This discussion has been locked.
You can no longer post new replies to this discussion. If you have a question you can start a new discussion

Problems after change of hardware

Hello guys!

I have a big problem after changing the hardware my Sophos UTM was installed on, (Home license)  and I could use your help please.

I have been running a Home license UTM for many years now on a Dell machine running an i3-4130 CPU, 8GB Ram and a 100 GB 2.5" HDD

Everything was being smooth, CPU usage usually at 1%, Ram usage about 30%, no problem whatsoever

Recently I acquired a  decommissioned firewall appliance (more details on this later, if problems are solved I will post it in the Hardware section for compatible devices)

This appliance, as far as I understand, is quite similar to Sophos SG 125 (Intel Atom  c2358). It also has 4GB of Ram and a new 120GB Kingston msata SSD.

So, my Dell machine was installed a few years back and has been over these years upgraded to the latest UTM version (9.703-3 at the moment). For the new appliance, I downloaded the same version, performed a clean installation and booted it with a USB stick containing the latest backup. It came up with all the settings in place, no issues there. I also copied all logs from var/log to the new disk so that I have the logs (I know they are not really necessary but I wanted them just because)

(Activity): Write out the whole forum thread about problems after a hardware change, word for word. The material after this forum thread isn't needed.

Stored records:
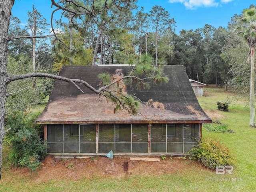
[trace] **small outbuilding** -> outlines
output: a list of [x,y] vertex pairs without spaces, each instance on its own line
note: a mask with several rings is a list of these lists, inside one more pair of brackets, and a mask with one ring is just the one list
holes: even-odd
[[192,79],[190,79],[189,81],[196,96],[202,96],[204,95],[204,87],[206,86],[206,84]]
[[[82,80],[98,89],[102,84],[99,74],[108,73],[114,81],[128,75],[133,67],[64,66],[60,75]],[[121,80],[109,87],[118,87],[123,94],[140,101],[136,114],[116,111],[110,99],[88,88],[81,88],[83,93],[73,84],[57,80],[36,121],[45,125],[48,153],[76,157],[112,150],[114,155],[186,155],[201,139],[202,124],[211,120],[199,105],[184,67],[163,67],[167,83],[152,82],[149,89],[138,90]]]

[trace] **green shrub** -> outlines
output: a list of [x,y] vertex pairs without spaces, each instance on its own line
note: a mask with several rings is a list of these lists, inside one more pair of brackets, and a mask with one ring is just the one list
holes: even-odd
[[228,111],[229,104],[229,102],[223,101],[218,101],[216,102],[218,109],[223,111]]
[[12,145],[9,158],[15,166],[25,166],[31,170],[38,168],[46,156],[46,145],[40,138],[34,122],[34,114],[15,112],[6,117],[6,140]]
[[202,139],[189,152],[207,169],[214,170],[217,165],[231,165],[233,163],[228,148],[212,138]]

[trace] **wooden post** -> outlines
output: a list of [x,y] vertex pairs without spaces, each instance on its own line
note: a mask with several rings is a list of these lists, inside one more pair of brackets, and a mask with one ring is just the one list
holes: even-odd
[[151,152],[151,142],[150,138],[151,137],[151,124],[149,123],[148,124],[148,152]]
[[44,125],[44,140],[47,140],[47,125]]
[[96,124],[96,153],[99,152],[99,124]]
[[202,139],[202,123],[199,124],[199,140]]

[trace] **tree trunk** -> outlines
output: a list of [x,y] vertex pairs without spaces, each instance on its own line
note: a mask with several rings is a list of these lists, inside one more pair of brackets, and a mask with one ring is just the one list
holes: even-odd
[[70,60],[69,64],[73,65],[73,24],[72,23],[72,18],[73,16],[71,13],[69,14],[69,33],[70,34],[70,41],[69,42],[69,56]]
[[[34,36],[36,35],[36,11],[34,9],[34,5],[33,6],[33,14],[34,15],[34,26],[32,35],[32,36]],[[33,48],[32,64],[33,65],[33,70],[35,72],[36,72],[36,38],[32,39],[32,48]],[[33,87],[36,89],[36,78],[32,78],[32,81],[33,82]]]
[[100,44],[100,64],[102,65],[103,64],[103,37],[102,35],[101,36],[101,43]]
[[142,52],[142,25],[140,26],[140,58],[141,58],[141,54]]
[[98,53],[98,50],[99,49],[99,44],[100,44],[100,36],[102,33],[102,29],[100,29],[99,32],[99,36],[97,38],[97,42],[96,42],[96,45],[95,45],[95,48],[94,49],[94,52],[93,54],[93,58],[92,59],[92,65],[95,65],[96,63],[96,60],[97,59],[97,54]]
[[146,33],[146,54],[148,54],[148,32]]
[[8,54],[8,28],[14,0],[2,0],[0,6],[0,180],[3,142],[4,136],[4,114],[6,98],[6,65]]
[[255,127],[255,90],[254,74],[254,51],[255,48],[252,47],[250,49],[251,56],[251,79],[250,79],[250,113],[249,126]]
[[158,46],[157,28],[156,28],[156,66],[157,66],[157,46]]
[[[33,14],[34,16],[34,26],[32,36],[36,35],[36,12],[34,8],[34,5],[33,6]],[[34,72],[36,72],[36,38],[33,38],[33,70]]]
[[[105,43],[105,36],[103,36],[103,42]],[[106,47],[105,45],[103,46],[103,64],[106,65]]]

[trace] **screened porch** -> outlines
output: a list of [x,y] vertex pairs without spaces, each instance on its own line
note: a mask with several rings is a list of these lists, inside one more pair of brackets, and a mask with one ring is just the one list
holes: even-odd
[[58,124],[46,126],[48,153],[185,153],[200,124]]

(Output of the exercise):
This discussion has been locked.
You can no longer post new replies to this discussion. If you have a question you can start a new discussion

Problems after change of hardware

Hello guys!

I have a big problem after changing the hardware my Sophos UTM was installed on, (Home license)  and I could use your help please.

I have been running a Home license UTM for many years now on a Dell machine running an i3-4130 CPU, 8GB Ram and a 100 GB 2.5" HDD

Everything was being smooth, CPU usage usually at 1%, Ram usage about 30%, no problem whatsoever

Recently I acquired a  decommissioned firewall appliance (more details on this later, if problems are solved I will post it in the Hardware section for compatible devices)

This appliance, as far as I understand, is quite similar to Sophos SG 125 (Intel Atom  c2358). It also has 4GB of Ram and a new 120GB Kingston msata SSD.

So, my Dell machine was installed a few years back and has been over these years upgraded to the latest UTM version (9.703-3 at the moment). For the new appliance, I downloaded the same version, performed a clean installation and booted it with a USB stick containing the latest backup. It came up with all the settings in place, no issues there. I also copied all logs from var/log to the new disk so that I have the logs (I know they are not really necessary but I wanted them just because)